Tarea A
Convierte en una lista breve el párrafo del texto sobre el Padre Kamiano que comienza con «El Padre Kamiano recibió muchas instrucciones» y conserva sus datos principales.
Tarea B
Cita textualmente el fragmento del texto sobre el Padre Kamiano que empieza en "Pero el Padre" y termina en "de la eternidad.".

Texto de lectura
----------------

Kamiano llega al asentamiento de Kalawao, en Molokai, el 10 de mayo de 1873, inicialmente, su comunidad la integran unos 600 leprosos, que sin muchos recursos, y sus cuerpos despedazándose por el virus letal, encuentran en este hombre vigoroso y lleno de Dios, la energía necesaria para reconstruir sus vidas, su colonia, entorno, y ante la realidad inevitable de la muerte, empezar a construir un esperanzador cielo.

El Padre Kamiano recibió muchas instrucciones para preservar su salud, no tocar a sus fieles, bendecirlos desde la distancia, no compartir con ellos alimentos o bebidas, no visitar a los enfermos en su etapa terminal, lavarse periódicamente, y sobretodo estar lo más alejado posible de estos hombres y mujeres que por su enfermedad ya habían sido alejados de todo y de todos.

Pero el Padre Kamiano tenia otras prioridades, su corazón se movía en otras coordenadas, por eso se dedicó al cuidado de estos hermanos sin ningún tipo de reparos, no solo compartía con ellos alimento y bebidas, sino también sus ropas, su casa, su tiempo, su vida, su visión de Dios y de la eternidad.


La presencia del Padre Kamiano y su trabajo sin reservas cambio la realidad de este sitio, el lugar de muerte y desolación se convirtió en un espacio para la esperanza y el consuelo. Con sus propias manos Kamiano construyó la Iglesia local de Santa Filomena, el hospital, la casa de muchos de estos enfermos, abrió caminos, plantó sembradíos, bautizó niños, presenció matrimonios, ungió enfermos, realizó innumerables funerales, construyó ataúdes, cavó tumbas para sepultar a más de 1500 feligreses suyos, predicó y vivió el Evangelio, celebró la Eucaristía y se hizo eucaristía con ellos, porque como el sacrificio divino es ofrenda inmolada en el altar, kamiano se convirtió en ofrenda viva al contraer la lepra y morir con ellos, y partir con ellos al cielo que les anunció.

Este Misionero auténtico y convencido del poder transformador del Evangelio de Jesús, vivió en medio de los leprosos en Molokai por 16 años, 5 de ellos siendo portador de la lepra, y su alegría y entusiasmo por la extensión del Reino de Dios, no se aminoraron con la enfermedad, consciente de su temprano camino al encuentro con la muerte escribió a su hermano Pánfilo, también sacerdote: "Por tener tanto que hacer, el tiempo se me hace muy corto; la alegría y el contento del corazón que me prodigan los Sagrados Corazones hacen que me crea el misionero más feliz del mundo. Así es, sacrificio de mi salud, que Dios ha querido aceptar haciendo fructificar un poco mi ministerio entre los leprosos, lo encuentro después de todo bien ligero e incluso agradable para mí, atreviéndome a decir como San Pablo -Estoy muerto y mi vida está escondida con Cristo en Dios".

Damian murió, carcomido por la inclemente lepra, el 15 de Abril de 1889 y fue canonizado por su Santidad Benedicto XVI el 11 de Octubre de 2009, en pleno año sacerdotal, y esta ahí, en medio de la historia como una clara muestra de que es posible ser misionero de verdad, y que para serlo el secreto está en la entrega sin reservas y en la confianza incondicional en el Dueño de la Viña.

----------------

Datos a examinar

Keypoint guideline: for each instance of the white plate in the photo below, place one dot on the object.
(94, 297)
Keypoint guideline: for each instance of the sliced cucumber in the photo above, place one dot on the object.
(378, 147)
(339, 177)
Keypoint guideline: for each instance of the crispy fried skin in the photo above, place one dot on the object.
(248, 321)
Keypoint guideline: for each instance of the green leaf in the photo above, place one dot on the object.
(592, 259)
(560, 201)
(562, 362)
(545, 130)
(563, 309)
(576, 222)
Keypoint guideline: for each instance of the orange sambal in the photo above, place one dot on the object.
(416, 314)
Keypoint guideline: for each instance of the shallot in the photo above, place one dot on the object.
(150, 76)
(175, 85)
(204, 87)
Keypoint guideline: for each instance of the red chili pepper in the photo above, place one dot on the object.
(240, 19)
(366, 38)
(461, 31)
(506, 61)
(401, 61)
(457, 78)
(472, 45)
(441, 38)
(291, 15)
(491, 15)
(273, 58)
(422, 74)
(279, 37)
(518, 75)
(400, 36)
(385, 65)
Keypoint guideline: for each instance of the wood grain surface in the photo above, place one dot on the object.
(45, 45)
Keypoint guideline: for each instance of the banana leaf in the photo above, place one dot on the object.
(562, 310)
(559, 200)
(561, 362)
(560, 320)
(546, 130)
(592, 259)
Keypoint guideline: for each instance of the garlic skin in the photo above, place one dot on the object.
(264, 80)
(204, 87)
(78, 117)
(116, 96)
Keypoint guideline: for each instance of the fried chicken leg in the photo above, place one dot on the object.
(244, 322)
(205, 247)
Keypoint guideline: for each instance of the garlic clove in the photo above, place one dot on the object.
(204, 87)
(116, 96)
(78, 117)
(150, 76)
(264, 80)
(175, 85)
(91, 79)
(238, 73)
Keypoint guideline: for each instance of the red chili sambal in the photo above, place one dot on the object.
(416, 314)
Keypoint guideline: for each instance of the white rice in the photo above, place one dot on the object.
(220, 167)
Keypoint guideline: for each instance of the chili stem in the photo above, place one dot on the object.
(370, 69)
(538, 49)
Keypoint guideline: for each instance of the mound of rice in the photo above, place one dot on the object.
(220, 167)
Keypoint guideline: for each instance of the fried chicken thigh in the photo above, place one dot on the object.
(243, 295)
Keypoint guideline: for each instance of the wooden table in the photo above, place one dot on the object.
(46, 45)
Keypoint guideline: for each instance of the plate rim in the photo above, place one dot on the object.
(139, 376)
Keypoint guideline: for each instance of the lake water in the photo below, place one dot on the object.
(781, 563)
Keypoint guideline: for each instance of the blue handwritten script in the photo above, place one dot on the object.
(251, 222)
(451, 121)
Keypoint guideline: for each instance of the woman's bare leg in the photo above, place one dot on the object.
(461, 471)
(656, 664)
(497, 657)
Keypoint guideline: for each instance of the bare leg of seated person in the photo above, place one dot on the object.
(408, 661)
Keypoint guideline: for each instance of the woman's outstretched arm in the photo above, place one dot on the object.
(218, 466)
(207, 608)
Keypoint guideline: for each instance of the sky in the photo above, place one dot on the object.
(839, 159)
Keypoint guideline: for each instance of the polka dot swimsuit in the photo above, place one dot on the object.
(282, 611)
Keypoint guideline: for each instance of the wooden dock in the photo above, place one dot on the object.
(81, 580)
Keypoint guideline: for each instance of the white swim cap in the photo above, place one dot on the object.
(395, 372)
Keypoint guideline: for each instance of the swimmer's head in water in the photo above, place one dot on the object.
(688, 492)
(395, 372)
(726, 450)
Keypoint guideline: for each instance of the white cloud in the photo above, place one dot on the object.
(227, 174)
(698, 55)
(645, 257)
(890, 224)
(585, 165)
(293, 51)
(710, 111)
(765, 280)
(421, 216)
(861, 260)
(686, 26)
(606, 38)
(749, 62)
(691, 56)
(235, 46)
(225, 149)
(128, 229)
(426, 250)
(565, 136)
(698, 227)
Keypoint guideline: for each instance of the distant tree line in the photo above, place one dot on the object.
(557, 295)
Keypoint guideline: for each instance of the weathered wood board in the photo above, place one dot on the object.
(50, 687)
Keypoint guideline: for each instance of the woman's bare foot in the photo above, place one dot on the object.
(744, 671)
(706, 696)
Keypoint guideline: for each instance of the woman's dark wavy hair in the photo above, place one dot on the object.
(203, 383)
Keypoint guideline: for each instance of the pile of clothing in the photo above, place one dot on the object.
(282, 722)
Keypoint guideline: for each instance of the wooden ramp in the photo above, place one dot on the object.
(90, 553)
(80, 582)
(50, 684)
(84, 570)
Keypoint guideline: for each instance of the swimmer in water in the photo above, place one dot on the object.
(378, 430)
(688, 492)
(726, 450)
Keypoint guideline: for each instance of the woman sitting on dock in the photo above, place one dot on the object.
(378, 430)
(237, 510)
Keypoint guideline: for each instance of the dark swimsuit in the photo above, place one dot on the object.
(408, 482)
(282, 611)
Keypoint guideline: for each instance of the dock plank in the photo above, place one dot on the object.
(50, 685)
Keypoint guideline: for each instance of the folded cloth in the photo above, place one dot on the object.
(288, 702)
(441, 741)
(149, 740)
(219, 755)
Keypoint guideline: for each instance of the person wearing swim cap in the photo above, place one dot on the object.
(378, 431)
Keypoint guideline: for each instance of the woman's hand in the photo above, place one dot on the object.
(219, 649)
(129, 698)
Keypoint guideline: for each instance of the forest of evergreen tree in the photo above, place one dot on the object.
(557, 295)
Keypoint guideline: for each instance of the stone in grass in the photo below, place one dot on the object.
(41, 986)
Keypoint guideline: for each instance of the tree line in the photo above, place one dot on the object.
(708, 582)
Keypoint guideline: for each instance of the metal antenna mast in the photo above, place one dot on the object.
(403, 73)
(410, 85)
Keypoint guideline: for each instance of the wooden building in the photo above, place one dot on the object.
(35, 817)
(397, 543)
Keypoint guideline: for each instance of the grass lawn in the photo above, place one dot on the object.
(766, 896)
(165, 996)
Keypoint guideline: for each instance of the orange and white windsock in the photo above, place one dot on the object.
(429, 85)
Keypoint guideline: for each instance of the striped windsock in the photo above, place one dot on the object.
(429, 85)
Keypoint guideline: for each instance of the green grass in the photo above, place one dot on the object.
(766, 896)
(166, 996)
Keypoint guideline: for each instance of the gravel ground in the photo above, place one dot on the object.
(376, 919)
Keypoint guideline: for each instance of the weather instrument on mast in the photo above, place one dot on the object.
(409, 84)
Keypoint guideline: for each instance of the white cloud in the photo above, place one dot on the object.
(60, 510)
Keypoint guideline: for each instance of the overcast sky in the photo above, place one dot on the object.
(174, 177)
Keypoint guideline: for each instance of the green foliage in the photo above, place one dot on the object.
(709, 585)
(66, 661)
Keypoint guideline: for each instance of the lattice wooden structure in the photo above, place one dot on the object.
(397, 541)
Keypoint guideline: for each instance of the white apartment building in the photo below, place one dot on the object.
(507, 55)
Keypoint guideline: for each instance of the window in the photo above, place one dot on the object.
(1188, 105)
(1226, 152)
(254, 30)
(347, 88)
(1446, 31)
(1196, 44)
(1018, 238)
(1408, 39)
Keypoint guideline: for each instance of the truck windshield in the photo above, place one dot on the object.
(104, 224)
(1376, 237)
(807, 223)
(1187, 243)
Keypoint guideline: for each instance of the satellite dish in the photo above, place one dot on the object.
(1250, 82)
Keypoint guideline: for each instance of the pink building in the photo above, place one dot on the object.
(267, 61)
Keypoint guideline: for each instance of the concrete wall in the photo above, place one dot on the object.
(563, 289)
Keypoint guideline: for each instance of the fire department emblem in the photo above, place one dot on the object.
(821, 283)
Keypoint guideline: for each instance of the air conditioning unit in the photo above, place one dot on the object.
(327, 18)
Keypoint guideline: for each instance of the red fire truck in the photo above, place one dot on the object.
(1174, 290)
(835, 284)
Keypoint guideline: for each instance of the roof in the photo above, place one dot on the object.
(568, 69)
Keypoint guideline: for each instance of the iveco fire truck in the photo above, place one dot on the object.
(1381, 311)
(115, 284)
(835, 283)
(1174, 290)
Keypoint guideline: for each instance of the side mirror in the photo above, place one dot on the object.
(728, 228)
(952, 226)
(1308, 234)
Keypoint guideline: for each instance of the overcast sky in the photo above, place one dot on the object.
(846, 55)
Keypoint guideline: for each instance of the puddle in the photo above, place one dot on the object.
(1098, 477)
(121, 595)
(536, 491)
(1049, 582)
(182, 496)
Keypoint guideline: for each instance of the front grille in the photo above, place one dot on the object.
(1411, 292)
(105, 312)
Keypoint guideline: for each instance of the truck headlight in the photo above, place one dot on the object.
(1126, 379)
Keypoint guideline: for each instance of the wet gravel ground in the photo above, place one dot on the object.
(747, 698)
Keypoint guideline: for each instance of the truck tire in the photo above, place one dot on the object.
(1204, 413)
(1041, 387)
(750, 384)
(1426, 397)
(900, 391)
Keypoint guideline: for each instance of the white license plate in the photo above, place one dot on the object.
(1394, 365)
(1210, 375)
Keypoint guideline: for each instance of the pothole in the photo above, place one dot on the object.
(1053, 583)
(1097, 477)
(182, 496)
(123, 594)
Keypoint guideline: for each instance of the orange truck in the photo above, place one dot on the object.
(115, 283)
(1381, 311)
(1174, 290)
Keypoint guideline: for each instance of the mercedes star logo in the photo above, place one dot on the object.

----------------

Respuesta A
Instrucciones que recibió el Padre Kamiano para preservar su salud:
- No tocar a sus fieles.
- Bendecirlos desde la distancia.
- No compartir con ellos alimentos ni bebidas.
- No visitar a los enfermos en su etapa terminal.
- Lavarse periódicamente.
- Sobre todo, mantenerse lo más alejado posible de esos hombres y mujeres, a quienes la enfermedad ya había apartado de todo y de todos.

Respuesta B
Pero el Padre Kamiano tenia otras prioridades, su corazón se movía en otras coordenadas, por eso se dedicó al cuidado de estos hermanos sin ningún tipo de reparos, no solo compartía con ellos alimento y bebidas, sino también sus ropas, su casa, su tiempo, su vida, su visión de Dios y de la eternidad.